* BEGIN *

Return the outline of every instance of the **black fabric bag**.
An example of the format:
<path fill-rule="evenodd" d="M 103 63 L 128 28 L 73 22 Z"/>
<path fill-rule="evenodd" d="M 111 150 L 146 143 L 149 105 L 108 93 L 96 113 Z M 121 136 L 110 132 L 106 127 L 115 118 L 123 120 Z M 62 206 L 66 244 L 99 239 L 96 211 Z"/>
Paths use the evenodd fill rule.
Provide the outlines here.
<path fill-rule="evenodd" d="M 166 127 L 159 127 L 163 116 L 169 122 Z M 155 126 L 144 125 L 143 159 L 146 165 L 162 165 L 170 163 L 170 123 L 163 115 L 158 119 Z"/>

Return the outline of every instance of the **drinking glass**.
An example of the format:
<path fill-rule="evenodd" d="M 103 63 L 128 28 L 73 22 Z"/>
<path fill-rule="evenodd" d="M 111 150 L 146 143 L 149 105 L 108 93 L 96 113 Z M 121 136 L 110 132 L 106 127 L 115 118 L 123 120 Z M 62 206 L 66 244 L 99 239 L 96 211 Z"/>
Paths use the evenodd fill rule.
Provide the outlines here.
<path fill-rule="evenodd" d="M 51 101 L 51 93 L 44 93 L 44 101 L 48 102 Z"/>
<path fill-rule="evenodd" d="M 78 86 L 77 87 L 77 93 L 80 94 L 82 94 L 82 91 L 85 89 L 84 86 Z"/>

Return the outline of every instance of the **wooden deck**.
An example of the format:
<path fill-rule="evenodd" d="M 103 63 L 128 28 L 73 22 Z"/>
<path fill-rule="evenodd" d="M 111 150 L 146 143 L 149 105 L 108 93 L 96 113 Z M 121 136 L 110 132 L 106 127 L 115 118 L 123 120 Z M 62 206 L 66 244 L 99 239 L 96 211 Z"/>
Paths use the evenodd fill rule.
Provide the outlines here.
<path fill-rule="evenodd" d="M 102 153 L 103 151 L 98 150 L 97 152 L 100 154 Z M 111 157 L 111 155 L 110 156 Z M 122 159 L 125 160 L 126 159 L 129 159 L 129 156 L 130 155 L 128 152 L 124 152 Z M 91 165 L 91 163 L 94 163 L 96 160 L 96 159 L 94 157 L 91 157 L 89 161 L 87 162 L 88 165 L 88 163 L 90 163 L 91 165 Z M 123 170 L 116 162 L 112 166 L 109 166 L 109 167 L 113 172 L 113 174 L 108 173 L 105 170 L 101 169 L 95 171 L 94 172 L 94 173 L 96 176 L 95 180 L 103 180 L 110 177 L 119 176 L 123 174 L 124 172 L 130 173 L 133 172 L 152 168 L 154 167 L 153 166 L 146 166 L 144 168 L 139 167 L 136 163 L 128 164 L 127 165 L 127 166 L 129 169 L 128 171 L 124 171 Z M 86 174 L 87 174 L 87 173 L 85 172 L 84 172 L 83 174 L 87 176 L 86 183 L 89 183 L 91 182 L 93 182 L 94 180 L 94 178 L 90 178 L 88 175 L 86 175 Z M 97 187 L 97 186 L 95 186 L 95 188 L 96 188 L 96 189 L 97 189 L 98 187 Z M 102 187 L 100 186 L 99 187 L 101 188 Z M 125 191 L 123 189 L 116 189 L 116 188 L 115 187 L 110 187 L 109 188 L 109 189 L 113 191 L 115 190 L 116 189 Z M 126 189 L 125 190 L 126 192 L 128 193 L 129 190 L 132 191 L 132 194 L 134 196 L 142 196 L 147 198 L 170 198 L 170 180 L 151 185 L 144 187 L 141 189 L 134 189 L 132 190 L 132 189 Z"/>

* END *

▶ **What the task requires**:
Display each line of the records that contains the string "every", treating uppercase and lowercase letters as different.

▶ **Written solution**:
Return the outline of every instance of the **black fabric bag**.
Return the outline of every instance of the **drinking glass**.
Return the outline of every instance of the **wooden deck**.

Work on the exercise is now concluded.